### AIM OF THE EXERCISE
Print the line containing "Target = car hood" and every later line of the records. Keep each one exactly as given, ending with the last.

Dataset entries
= = =

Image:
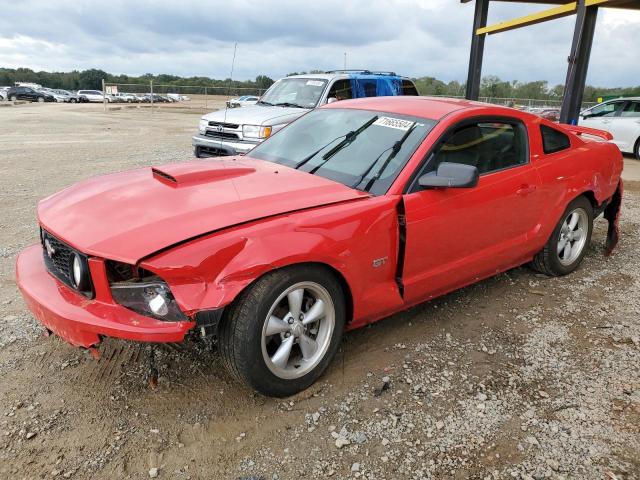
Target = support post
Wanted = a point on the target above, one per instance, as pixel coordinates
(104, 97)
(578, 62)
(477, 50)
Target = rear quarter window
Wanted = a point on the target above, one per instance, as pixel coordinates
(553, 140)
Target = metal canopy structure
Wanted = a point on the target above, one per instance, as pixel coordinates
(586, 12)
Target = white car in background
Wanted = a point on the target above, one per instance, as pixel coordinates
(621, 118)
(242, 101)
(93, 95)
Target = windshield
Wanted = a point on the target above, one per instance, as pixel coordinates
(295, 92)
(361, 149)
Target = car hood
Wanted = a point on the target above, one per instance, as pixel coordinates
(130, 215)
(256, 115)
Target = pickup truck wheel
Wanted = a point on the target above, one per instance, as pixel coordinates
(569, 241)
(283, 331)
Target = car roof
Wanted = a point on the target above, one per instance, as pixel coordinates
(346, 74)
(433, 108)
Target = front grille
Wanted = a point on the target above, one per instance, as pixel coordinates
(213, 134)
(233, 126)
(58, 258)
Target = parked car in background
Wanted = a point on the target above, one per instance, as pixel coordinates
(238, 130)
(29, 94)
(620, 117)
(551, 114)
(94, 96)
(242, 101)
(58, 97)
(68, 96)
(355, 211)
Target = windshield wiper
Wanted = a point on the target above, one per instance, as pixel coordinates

= = =

### ANSWER AREA
Target = car hood
Wanted = a point on the target above, one per instance, as pixel coordinates
(130, 215)
(256, 115)
Target = pickup truck wheel
Wanted = a point on the target above, one per instance, as pixel coordinates
(569, 241)
(283, 331)
Target = car roof
Wanted = a point on the target above, one per instance, as pixel coordinates
(346, 74)
(433, 108)
Target = front grille
Wanted = a point on the target above, one per instance, as pixel coordinates
(213, 134)
(233, 126)
(58, 258)
Target = parked car in background
Wanted = a point on the target above, one per instance, as pixel coordinates
(238, 130)
(29, 94)
(620, 117)
(551, 114)
(94, 96)
(242, 101)
(58, 97)
(68, 96)
(355, 211)
Target = windshield wiper
Wanted = a point on the target above, one per instance, as pixel coordinates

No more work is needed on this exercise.